FRAGMENTO PROPORCIONADO.
####################

El Tribunal Oral Federal 2 de San Martín, que juzga a cinco militares retirados por los vuelos de la muerte en Campo de Mayo, le ordenó ayer al Ministerio de Defensa preservar un enorme triángulo que forman dos de las pistas de esa guarnición militar para realizar excavaciones en busca de ampollas de Ketalar, la droga que usaba el Ejército para adormecer a los secuestrados antes de arrojarlos al río o al mar. Uno de los conscriptos que en 1976 debió levantar cientos de ampollas que tiraban los médicos militares identificó el lugar el lunes pasado, durante una inspección ocular en la que jueces, fiscales, querellantes, testigos, periodistas y familiares de víctimas pudieron ver tres aviones Fiat G-222 y un Twin Otter de los que se usaron durante el terrorismo de Estado, abandonados en ese predio.
El tribunal juzga a parte de la cadena de mandos del Batallón de Aviación 601, responsable de desaparecer a miles de víctimas que pasaron por el mayor centro de exterminio del país, y al múltiple condenado Santiago Riveros. Delsis Malacalza, segundo jefe de ese batallón y piloto de uno de los Fiat, fue el único imputado que participó de la inspección. El fiscal Marcelo García Berro debió llamarlo a silencio cuando pretendió erigirse en interrogador de un testigo. Los otros cuatro son Luis del Valle Arce, ex comandante del BA601, Horacio Alberto Condito, ex jefe de Personal, y Eduardo Lance, oficial de operaciones y piloto. Por incapacidad mental morirá impune el coronel retirado Alberto Luis Devoto, apartado del proceso.
Por el criterio según el cual “no hay crimen sin cuerpo”, que aplicó durante la instrucción la jueza federal Alicia Vence, no se los juzga por miles de crímenes sino por sólo cuatro víctimas cuyos cuerpos aparecieron en la costa atlántica y fueron exhumados e identificados por el Equipo Argentino de Antropología Forense (EAAF). Son los casos de Juan Carlos Rosace y Adrián Enrique Accrescimbeni, militantes de la Unión de Estudiantes Secundarios (UES); de Roberto Ramón Arancibia, histórico militante del PRT-ERP, y de Rosa Eugenia Corbalán, de la misma organización, que tenía dos meses de embarazo cuando la secuestraron.

####################

(Registros tomados de un conjunto de datos)
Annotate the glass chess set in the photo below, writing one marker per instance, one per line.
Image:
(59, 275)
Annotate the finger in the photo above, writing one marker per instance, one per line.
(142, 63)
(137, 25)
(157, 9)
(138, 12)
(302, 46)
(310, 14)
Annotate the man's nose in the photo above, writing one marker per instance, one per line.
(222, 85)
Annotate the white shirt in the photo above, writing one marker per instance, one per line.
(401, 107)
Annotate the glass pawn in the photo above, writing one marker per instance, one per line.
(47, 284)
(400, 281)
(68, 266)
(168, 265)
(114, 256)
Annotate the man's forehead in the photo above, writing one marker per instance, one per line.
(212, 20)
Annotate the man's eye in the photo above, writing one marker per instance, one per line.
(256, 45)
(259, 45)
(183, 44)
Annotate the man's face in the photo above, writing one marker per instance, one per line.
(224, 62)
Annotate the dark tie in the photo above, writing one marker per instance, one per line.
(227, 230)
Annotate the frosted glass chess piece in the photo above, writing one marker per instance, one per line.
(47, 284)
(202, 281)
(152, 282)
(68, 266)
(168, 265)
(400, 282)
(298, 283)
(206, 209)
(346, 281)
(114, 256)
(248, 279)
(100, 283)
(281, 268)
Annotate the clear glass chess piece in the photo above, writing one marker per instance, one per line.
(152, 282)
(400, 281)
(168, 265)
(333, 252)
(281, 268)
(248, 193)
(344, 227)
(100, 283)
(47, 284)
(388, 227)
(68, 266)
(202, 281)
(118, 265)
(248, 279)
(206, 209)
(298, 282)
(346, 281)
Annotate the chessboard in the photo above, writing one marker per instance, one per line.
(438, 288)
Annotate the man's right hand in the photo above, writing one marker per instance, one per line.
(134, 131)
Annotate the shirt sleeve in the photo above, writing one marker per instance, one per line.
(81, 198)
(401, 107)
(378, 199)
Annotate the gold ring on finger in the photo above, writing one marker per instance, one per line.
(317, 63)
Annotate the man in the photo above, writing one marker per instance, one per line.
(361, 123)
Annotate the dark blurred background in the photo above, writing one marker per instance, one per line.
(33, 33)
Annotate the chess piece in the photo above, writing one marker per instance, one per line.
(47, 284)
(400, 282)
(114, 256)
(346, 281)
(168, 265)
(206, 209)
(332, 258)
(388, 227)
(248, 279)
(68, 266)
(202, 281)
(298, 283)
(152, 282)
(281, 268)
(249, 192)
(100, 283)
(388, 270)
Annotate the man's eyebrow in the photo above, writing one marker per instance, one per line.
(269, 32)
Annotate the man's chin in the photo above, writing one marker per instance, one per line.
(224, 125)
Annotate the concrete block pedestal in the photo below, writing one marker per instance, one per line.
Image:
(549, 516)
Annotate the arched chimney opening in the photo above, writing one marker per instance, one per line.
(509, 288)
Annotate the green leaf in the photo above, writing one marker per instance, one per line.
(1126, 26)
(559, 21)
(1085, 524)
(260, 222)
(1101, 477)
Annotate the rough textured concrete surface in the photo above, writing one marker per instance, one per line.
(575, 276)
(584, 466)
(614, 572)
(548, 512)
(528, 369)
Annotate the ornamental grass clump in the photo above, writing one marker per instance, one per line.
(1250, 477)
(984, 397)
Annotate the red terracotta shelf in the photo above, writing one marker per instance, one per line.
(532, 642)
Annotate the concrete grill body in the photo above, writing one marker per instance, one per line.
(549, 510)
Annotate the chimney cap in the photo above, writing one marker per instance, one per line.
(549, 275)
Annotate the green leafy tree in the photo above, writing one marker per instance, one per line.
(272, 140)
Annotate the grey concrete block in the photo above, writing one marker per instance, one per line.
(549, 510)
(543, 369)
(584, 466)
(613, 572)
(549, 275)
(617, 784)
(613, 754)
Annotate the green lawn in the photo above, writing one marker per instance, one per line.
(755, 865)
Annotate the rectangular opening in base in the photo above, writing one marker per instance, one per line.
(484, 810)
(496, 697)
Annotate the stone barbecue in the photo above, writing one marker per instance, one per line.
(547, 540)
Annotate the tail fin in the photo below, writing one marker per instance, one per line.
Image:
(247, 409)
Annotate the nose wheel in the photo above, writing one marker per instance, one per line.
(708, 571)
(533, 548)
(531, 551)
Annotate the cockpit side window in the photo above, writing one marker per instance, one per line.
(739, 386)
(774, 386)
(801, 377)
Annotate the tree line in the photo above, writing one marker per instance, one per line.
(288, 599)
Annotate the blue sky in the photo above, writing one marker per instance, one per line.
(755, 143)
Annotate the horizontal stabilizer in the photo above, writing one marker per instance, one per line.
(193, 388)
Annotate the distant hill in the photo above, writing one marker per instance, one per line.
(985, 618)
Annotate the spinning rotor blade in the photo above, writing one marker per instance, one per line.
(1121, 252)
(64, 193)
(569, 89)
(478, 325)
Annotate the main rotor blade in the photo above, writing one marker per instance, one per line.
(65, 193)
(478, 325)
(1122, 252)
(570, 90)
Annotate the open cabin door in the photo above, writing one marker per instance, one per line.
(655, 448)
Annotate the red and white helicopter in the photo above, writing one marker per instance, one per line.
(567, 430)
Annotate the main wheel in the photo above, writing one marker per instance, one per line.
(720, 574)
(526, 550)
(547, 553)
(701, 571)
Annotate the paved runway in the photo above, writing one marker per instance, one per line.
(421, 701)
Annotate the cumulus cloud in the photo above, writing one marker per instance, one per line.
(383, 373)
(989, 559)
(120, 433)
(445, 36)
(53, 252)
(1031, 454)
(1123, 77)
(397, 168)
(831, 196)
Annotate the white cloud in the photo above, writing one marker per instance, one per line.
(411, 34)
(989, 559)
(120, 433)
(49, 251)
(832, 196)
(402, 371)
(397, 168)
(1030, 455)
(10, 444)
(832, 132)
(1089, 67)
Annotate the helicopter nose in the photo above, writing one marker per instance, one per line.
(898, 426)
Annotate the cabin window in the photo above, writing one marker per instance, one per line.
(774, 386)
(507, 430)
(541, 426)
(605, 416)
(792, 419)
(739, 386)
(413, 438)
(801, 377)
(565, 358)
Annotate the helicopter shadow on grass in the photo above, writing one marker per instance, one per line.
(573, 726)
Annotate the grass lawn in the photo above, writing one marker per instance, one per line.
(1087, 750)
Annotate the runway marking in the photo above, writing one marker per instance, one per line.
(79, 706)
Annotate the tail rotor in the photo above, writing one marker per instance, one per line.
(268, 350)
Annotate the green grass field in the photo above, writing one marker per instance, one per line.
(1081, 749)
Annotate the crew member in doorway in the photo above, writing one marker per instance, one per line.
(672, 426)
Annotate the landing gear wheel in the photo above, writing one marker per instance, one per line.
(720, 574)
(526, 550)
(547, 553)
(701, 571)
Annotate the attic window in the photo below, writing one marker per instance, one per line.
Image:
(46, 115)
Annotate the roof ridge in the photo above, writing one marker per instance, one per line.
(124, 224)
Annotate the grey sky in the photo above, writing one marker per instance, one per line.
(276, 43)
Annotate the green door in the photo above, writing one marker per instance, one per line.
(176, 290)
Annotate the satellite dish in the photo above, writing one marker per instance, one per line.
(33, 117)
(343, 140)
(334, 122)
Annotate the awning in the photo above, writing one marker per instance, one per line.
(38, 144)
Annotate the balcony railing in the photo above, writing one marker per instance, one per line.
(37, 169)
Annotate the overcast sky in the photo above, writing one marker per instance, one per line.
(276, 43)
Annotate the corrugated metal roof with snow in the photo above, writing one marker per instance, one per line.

####################

CONSIGNAS DEL EJERCICIO.
1. Reproduce del texto sobre el juicio por los vuelos de la muerte el tramo comprendido entre "El Tribunal Oral" y "en ese predio.", ambos incluidos.
2. Indica si cada afirmación concuerda con el texto sobre el juicio por los vuelos de la muerte. Responde sí o no y cita literalmente las palabras del texto que lo deciden. (a) Delsis Malacalza fue el único imputado presente en la inspección. (b) Alberto Luis Devoto sigue siendo juzgado en el proceso. (c) Los cuerpos de las cuatro víctimas fueron identificados por el Equipo Argentino de Antropología Forense.

RESPUESTAS DEL EJERCICIO.
1.
El Tribunal Oral Federal 2 de San Martín, que juzga a cinco militares retirados por los vuelos de la muerte en Campo de Mayo, le ordenó ayer al Ministerio de Defensa preservar un enorme triángulo que forman dos de las pistas de esa guarnición militar para realizar excavaciones en busca de ampollas de Ketalar, la droga que usaba el Ejército para adormecer a los secuestrados antes de arrojarlos al río o al mar. Uno de los conscriptos que en 1976 debió levantar cientos de ampollas que tiraban los médicos militares identificó el lugar el lunes pasado, durante una inspección ocular en la que jueces, fiscales, querellantes, testigos, periodistas y familiares de víctimas pudieron ver tres aviones Fiat G-222 y un Twin Otter de los que se usaron durante el terrorismo de Estado, abandonados en ese predio.

2.
(a) Sí: "fue el único imputado que participó de la inspección".
(b) No: "Por incapacidad mental morirá impune el coronel retirado Alberto Luis Devoto, apartado del proceso".
(c) Sí: "fueron exhumados e identificados por el Equipo Argentino de Antropología Forense (EAAF)".